• EXCERPTED PASSAGE
━━━━━━━━━━━━━━━━━━━━━━━━━━━━━━
Poll: The Teflon Premier

HTC has a new Android mobile phone, the Hero, with Teflon coating. Goodbye you oily fingerprints. Same goes for the Hero’s and the iPhone 3GS’ new screens. Oleophobic coatings. Fingerprint resistant. Same goes for our prime minister, Abhisit Vejjajiva. Kind of Teflon coated, as Reagan back then. Criticism just does not seem to stick.
No trouble seems to trouble Mr. Nice Guy. As if über-Thai, Abhisit so far manages to smilingly deny and reject and oppose and deal with a wide range of troublesome issues – without being seriously troubled. The man may not be good enough, but is still standing tall. The Asia Sentinel went so far to call it a day for the opposition with the headline “Thailand on the Mend?”
The Teflon coating doesn’t make him more transparent. On the contrary. Abhisit veers between patronizing patriotism and Oxfordian serenity. Without ever taking clear sides, he manages to steer clear of what would quickly dismember others. Clearly the opposition’s weaknesses remain his government’s main strength.
Sometimes Abhisit is alarmingly establishment. Next minute he can come across as your buddy. A political chameleon who, at least in private talk as interviewers say, is seriously interested in land reform and disgusted with the same old abuses from top down to bottom. I must admit I was more down on the poster boy at the outset of his premiership.
And you? Or just part of the grander charade.
May I suggest a further option that seems to be missing?
“Good intentions and means well, but hamstrung”
The thing about Abhisit is that he has three things going for him, all superficial, that makes palatable: His pedigree, his temperament, and no massive personal fortune to protect or enhance.
The media loves Abhisit because he is good looking, has a nice English accent and Oxford degree, doesn’t attack the media and isn’t filthy rich. Simply, he is everything Thaksin wasn’t.
In terms of political behavior, I see him no different than Thaksin; actually, in many ways, he is worse than Thaksin.
Take away all personal prejudices and just look at the record.
━━━━━━━━━━━━━━━━━━━━━━━━━━━━━━
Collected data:
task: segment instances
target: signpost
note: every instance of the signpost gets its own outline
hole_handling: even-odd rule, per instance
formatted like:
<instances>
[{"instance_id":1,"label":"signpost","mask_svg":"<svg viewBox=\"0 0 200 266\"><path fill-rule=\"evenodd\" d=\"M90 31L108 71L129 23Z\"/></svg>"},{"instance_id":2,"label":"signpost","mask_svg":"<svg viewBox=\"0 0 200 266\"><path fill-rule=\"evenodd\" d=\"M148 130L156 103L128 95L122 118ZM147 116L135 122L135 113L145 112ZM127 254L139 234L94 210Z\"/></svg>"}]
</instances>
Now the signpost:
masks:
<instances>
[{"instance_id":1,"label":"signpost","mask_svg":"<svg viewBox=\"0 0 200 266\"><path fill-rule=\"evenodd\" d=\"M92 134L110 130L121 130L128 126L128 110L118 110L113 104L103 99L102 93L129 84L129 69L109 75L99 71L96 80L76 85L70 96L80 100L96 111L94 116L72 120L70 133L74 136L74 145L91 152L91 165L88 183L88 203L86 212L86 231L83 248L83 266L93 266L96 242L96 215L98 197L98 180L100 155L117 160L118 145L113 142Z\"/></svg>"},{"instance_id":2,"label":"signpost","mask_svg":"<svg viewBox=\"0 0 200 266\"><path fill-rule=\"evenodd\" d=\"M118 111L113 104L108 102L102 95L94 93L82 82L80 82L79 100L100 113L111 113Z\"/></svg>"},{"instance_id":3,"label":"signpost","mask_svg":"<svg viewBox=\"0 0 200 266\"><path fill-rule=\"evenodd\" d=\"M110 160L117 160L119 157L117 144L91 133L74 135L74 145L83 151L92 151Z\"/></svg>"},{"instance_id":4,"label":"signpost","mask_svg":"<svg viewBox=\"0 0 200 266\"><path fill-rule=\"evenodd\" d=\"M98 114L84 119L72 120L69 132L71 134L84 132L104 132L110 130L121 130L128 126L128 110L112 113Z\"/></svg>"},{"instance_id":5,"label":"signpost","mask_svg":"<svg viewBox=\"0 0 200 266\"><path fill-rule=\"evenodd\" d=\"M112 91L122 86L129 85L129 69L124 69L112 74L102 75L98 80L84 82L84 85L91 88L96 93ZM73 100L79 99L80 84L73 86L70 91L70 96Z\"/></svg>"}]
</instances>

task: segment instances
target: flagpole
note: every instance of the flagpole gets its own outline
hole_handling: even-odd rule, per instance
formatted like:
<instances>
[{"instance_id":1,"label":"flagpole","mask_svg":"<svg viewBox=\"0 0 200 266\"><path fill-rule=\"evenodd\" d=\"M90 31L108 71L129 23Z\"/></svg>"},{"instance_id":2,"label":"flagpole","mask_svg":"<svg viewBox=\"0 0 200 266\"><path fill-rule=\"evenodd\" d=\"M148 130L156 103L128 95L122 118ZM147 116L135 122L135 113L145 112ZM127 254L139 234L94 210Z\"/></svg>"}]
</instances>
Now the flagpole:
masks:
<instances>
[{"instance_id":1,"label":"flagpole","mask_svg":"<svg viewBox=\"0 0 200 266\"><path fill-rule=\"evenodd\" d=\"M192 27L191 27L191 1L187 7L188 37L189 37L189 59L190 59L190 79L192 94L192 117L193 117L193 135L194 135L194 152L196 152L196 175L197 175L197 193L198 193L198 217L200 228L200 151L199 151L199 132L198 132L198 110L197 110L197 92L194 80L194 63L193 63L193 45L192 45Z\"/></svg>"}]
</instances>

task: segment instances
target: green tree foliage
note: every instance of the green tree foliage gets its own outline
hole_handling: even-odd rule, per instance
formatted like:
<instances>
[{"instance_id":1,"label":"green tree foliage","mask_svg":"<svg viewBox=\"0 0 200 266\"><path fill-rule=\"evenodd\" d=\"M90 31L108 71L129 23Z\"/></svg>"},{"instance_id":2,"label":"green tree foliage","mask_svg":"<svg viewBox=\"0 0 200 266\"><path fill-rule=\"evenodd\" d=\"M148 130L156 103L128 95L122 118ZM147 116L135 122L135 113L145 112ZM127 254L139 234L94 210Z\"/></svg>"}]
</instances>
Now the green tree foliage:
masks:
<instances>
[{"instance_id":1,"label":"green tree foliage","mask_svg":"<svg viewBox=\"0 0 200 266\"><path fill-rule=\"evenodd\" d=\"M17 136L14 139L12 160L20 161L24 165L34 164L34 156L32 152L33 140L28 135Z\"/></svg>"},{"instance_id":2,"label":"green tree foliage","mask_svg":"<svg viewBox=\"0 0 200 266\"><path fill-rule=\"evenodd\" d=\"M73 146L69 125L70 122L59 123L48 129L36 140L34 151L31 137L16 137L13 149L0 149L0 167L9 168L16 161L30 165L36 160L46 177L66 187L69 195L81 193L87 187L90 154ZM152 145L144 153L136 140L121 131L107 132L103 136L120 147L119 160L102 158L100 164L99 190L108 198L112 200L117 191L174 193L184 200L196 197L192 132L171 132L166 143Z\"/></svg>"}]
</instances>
━━━━━━━━━━━━━━━━━━━━━━━━━━━━━━
• DIRECTIONS
Rewrite the part of the Teflon Premier post starting at "The thing about" and ending at "worse than Thaksin.", with "media" changed to "press" throughout.

• EXERCISE ANSWER
The thing about Abhisit is that he has three things going for him, all superficial, that makes palatable: His pedigree, his temperament, and no massive personal fortune to protect or enhance.
The press loves Abhisit because he is good looking, has a nice English accent and Oxford degree, doesn’t attack the press and isn’t filthy rich. Simply, he is everything Thaksin wasn’t.
In terms of political behavior, I see him no different than Thaksin; actually, in many ways, he is worse than Thaksin.